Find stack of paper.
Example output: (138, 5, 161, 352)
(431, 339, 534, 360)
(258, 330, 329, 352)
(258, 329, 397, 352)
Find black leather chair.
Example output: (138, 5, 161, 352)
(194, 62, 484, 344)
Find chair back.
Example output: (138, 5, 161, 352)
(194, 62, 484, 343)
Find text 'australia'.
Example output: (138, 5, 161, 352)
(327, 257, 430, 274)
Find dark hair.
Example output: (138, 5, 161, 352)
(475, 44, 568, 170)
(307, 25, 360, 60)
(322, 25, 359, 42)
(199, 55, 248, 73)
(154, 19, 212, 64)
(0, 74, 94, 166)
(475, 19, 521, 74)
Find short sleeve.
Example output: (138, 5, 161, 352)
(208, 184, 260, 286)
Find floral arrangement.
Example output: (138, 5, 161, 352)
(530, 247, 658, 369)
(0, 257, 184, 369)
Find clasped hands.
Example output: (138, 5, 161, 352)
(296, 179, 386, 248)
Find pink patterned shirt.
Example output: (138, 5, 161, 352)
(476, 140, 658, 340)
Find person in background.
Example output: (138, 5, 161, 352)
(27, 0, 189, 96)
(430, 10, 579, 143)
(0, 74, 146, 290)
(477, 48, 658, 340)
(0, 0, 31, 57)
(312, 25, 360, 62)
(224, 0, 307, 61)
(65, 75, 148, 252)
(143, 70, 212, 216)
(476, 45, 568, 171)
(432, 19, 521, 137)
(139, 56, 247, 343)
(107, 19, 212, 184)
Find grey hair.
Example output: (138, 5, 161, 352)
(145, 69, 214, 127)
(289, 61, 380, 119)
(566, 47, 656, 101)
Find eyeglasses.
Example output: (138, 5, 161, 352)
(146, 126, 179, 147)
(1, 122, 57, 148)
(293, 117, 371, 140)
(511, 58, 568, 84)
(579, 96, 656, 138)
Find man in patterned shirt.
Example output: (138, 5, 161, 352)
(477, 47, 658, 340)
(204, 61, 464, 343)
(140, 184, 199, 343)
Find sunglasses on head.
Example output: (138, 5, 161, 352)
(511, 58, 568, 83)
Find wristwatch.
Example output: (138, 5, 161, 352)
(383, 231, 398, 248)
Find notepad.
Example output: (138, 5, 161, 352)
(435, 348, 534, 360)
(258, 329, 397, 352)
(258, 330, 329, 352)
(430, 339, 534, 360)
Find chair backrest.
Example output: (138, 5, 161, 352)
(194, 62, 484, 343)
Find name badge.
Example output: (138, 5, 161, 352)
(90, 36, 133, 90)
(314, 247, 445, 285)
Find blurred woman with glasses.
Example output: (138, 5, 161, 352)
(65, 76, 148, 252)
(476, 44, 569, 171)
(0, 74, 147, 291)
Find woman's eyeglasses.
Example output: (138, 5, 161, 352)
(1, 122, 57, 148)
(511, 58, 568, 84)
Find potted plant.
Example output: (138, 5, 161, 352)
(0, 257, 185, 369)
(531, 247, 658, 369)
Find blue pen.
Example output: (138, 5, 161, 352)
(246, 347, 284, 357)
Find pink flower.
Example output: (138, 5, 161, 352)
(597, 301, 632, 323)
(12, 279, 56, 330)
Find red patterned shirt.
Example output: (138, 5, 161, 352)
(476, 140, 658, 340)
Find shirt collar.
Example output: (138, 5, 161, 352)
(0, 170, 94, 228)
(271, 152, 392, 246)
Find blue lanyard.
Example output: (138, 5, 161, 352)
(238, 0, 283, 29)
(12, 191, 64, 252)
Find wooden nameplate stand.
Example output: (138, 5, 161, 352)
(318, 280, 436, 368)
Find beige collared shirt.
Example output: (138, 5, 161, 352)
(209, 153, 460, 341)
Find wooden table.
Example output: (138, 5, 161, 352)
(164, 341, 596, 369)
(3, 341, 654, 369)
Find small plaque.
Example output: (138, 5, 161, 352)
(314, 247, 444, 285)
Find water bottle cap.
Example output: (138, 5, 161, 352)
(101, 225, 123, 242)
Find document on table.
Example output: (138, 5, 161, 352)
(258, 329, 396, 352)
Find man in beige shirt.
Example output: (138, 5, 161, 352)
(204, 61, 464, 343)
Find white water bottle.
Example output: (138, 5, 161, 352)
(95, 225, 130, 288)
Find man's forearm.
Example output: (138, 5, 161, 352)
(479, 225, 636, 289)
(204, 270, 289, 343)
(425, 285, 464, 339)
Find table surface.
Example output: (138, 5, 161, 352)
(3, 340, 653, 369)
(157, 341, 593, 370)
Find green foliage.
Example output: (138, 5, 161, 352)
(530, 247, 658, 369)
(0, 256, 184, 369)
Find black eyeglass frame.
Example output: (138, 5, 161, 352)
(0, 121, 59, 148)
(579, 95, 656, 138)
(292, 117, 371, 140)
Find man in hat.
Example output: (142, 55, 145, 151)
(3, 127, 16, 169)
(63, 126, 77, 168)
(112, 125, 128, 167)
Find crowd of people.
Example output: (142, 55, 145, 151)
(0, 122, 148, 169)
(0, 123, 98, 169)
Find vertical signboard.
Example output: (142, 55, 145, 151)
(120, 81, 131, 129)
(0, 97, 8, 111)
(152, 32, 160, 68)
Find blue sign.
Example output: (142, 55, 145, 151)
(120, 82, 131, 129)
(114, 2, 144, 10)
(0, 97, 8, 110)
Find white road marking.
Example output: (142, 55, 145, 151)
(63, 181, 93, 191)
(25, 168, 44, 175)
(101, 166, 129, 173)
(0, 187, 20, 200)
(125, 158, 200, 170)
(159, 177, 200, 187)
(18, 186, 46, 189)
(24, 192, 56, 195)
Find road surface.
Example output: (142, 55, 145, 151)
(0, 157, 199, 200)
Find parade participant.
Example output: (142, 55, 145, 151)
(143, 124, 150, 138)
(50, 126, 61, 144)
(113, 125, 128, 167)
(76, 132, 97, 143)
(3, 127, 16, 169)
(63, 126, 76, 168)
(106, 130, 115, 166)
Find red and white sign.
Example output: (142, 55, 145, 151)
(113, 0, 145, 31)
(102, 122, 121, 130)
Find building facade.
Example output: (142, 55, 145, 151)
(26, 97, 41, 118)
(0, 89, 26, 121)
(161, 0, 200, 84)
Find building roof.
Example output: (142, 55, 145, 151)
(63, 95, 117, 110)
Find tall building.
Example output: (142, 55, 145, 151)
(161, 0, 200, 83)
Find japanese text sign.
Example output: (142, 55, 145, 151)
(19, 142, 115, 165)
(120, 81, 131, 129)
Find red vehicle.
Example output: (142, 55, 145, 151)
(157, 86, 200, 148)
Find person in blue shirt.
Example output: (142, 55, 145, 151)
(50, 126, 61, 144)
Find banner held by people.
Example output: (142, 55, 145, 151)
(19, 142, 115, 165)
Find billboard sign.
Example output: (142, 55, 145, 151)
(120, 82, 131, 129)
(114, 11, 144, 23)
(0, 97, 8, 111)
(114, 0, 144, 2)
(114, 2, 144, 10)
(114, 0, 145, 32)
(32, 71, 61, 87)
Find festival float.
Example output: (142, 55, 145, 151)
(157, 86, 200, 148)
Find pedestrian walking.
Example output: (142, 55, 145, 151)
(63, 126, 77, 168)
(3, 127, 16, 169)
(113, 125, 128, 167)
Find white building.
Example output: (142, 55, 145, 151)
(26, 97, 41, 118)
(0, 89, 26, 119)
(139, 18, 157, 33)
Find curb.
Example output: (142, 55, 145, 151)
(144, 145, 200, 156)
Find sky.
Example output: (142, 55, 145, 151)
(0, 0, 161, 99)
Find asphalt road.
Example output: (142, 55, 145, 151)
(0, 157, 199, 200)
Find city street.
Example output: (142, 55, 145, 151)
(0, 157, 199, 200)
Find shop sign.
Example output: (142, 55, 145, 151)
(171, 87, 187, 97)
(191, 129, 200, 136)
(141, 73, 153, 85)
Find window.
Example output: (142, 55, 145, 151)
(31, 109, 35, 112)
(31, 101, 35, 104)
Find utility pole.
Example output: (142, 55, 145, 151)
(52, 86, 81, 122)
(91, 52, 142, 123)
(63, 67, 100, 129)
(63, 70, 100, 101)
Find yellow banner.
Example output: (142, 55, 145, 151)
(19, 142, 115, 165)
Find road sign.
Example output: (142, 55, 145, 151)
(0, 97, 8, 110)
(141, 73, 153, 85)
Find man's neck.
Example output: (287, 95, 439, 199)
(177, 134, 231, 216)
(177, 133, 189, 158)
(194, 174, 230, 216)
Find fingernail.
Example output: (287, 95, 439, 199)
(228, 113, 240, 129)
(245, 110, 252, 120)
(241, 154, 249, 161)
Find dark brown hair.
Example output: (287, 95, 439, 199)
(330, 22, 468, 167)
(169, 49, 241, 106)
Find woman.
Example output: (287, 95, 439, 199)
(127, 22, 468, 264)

- About this task: What is the number of lines in the entries above that hold the string "bottle"? Please state that number alone.

- Reply: 2